What to work on: For each statement, (a), (b), and (c), decide whether the excerpt below about ship arrivals in Australia agrees with it, and give yes or no along with the excerpt's deciding words. (a) The Ruby Princess docked in Sydney Harbour on 19 March. (b) Victoria State had the fewest new cases overnight. (c) The Al Kuwait came to Fremantle to take on 56,000 live sheep.

Excerpt provided Block Start

This comes against the background that there is a developing irritation between states in Australia as to who has kept their borders closed and why. Victoria State has the most new cases (10 overnight) and no one wants to bring in more community spread – little as it is.

It appears that a failure to read emails and check on critical procedures is a common failing at the moment and causing considerable harm. The cruise ship, the Ruby Princess was allowed to dock in Sydney Harbour on 19 March. Somehow checks between the ship, NSW health and harbour authorities failed to make certain that the ship was free of infection. 2,700 passengers disembarked without being checked and they spread the virus around: 22 died, 100’s were infected. There is now a criminal investigation into the matter.

This story of failure continues. In West Australia (WA) a live-export ship, the Al Kuwait, from the UAE was allowed to dock at Fremantle with the intention of taking on board 56,000 live sheep destined for the Middle East. This is a terrible trade and has resulted in sheep dying in large numbers due to heat stress and conditions in these floating hell holes. Furthermore, the humane treatment of the sheep on arrival in the Middle East is not easy to manage (understatement).

Excerpt provided Block End
Excerpted data Block Start

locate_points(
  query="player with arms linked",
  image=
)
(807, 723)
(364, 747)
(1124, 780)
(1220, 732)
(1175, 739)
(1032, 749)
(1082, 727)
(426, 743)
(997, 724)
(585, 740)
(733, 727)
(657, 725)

Excerpted data Block End

Solution:
(a) Yes: "The cruise ship, the Ruby Princess was allowed to dock in Sydney Harbour on 19 March."
(b) No: "Victoria State has the most new cases (10 overnight)"
(c) Yes: "was allowed to dock at Fremantle with the intention of taking on board 56,000 live sheep destined for the Middle East"